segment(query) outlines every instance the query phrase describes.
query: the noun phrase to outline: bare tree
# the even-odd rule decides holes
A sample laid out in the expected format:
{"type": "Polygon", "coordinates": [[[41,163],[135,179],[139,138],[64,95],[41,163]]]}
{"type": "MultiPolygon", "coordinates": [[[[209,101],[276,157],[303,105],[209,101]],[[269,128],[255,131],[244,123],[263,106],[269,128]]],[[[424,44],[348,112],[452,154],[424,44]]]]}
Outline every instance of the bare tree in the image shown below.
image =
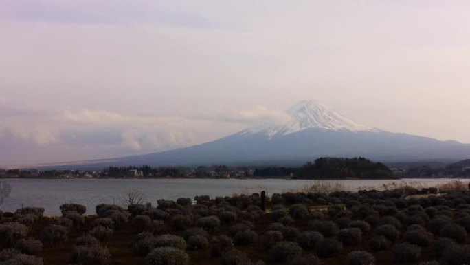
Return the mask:
{"type": "Polygon", "coordinates": [[[145,200],[145,194],[140,189],[130,189],[122,196],[122,201],[126,205],[142,204],[145,200]]]}

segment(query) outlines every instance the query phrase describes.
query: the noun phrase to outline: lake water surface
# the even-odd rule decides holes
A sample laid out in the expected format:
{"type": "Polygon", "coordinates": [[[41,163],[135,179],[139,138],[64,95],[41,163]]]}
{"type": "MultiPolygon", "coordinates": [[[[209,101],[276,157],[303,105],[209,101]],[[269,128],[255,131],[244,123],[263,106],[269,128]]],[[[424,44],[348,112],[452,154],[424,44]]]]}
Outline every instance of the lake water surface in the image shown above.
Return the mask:
{"type": "MultiPolygon", "coordinates": [[[[3,211],[13,211],[21,206],[41,206],[45,213],[60,214],[59,206],[74,202],[87,206],[87,213],[95,213],[95,206],[100,203],[122,204],[123,195],[131,190],[139,190],[146,201],[157,204],[158,199],[176,200],[194,198],[198,195],[211,197],[225,196],[240,191],[249,193],[266,191],[268,195],[291,189],[302,189],[313,182],[300,180],[213,180],[213,179],[151,179],[151,180],[39,180],[4,179],[12,187],[9,197],[0,206],[3,211]]],[[[407,179],[383,180],[322,180],[339,182],[345,189],[357,191],[359,187],[379,187],[385,183],[418,182],[427,187],[455,179],[407,179]]]]}

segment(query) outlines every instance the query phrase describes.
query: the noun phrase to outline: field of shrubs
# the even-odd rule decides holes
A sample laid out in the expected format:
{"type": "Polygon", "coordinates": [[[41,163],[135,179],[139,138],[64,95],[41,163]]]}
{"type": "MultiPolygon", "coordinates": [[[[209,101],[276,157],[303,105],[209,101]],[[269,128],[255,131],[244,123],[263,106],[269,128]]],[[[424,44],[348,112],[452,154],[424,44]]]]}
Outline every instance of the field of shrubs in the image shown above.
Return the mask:
{"type": "Polygon", "coordinates": [[[470,193],[435,189],[0,212],[0,264],[470,264],[470,193]],[[410,198],[410,195],[412,196],[410,198]],[[263,211],[262,208],[265,208],[263,211]]]}

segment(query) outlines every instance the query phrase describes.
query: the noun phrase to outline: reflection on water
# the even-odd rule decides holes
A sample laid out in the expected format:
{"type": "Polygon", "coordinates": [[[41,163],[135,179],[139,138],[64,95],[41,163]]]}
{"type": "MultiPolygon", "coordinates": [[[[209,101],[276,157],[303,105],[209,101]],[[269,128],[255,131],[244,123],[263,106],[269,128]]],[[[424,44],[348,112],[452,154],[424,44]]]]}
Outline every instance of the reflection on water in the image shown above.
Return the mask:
☆ ☆ ☆
- Required task:
Output every entry exactly as given; pictures are not part of the copy.

- Result of the task:
segment(query) outlines every instance the query phrase describes.
query: the noun phrase to outline: bare tree
# the even-odd rule decides holes
A sample laid out in the expected format:
{"type": "Polygon", "coordinates": [[[41,163],[135,179],[139,138],[64,95],[41,163]]]}
{"type": "MultiPolygon", "coordinates": [[[[209,101],[276,157],[303,105],[209,101]],[[269,128],[255,131],[244,123],[263,106],[269,128]]],[[[424,44],[348,112],[452,154],[424,44]]]]}
Outline every instance of the bare tree in the image shown below.
image =
Return the mask:
{"type": "Polygon", "coordinates": [[[145,200],[145,194],[140,189],[130,189],[122,196],[122,201],[126,205],[142,204],[145,200]]]}

segment(query) outlines every instance the query phrase describes.
query: the noun phrase to outline: lake water surface
# the even-odd rule decides holes
A sample laid out in the expected format:
{"type": "Polygon", "coordinates": [[[41,163],[135,179],[139,138],[64,95],[41,163]]]}
{"type": "MultiPolygon", "coordinates": [[[[209,101],[276,157],[303,105],[209,101]],[[269,128],[255,131],[244,123],[263,106],[269,128]]],[[[424,44],[348,112],[452,154],[424,44]]]]}
Outline every instance of the lake water surface in the image shown above.
Return the mask:
{"type": "MultiPolygon", "coordinates": [[[[3,211],[13,211],[21,206],[41,206],[45,213],[60,214],[59,206],[74,202],[87,206],[87,213],[95,213],[95,206],[100,203],[122,204],[123,195],[131,190],[139,190],[146,201],[157,204],[158,199],[176,200],[194,198],[198,195],[211,197],[225,196],[240,191],[249,193],[266,191],[268,195],[291,189],[302,189],[313,182],[300,180],[213,180],[213,179],[151,179],[151,180],[39,180],[4,179],[12,187],[9,197],[0,206],[3,211]]],[[[407,179],[383,180],[322,180],[339,182],[345,189],[357,191],[359,187],[379,187],[385,183],[418,182],[427,187],[455,179],[407,179]]]]}

segment(query) outlines every instance the query phrase describes.
query: the noun phrase to outline: field of shrubs
# the even-odd rule decides holes
A sample laid out in the expected format:
{"type": "Polygon", "coordinates": [[[41,163],[135,179],[139,138],[64,95],[41,163]]]}
{"type": "MultiPolygon", "coordinates": [[[[209,101],[276,157],[303,105],[209,101]],[[269,128],[255,131],[244,123],[263,106],[269,128]]],[[[424,44],[348,112],[452,154],[424,44]]]]}
Outline every instance of the field of shrubs in the image shown above.
Return the mask:
{"type": "Polygon", "coordinates": [[[470,193],[435,189],[0,212],[0,264],[470,264],[470,193]],[[410,198],[410,195],[412,196],[410,198]],[[263,211],[262,208],[265,208],[263,211]]]}

segment(query) outlines every instance the query phrase describes.
query: the noun phrase to outline: reflection on water
# the even-odd rule decides holes
A sample laid out in the expected format:
{"type": "Polygon", "coordinates": [[[41,163],[135,179],[139,138],[64,95],[41,163]]]}
{"type": "MultiPolygon", "coordinates": [[[[209,101],[276,157],[303,105],[209,101]],[[269,128],[255,131],[244,123],[263,106],[269,128]]],[[[424,44],[348,112],[452,154],[424,44]]]]}
Outline every instance of the reflection on water in the image shown above.
Return the mask:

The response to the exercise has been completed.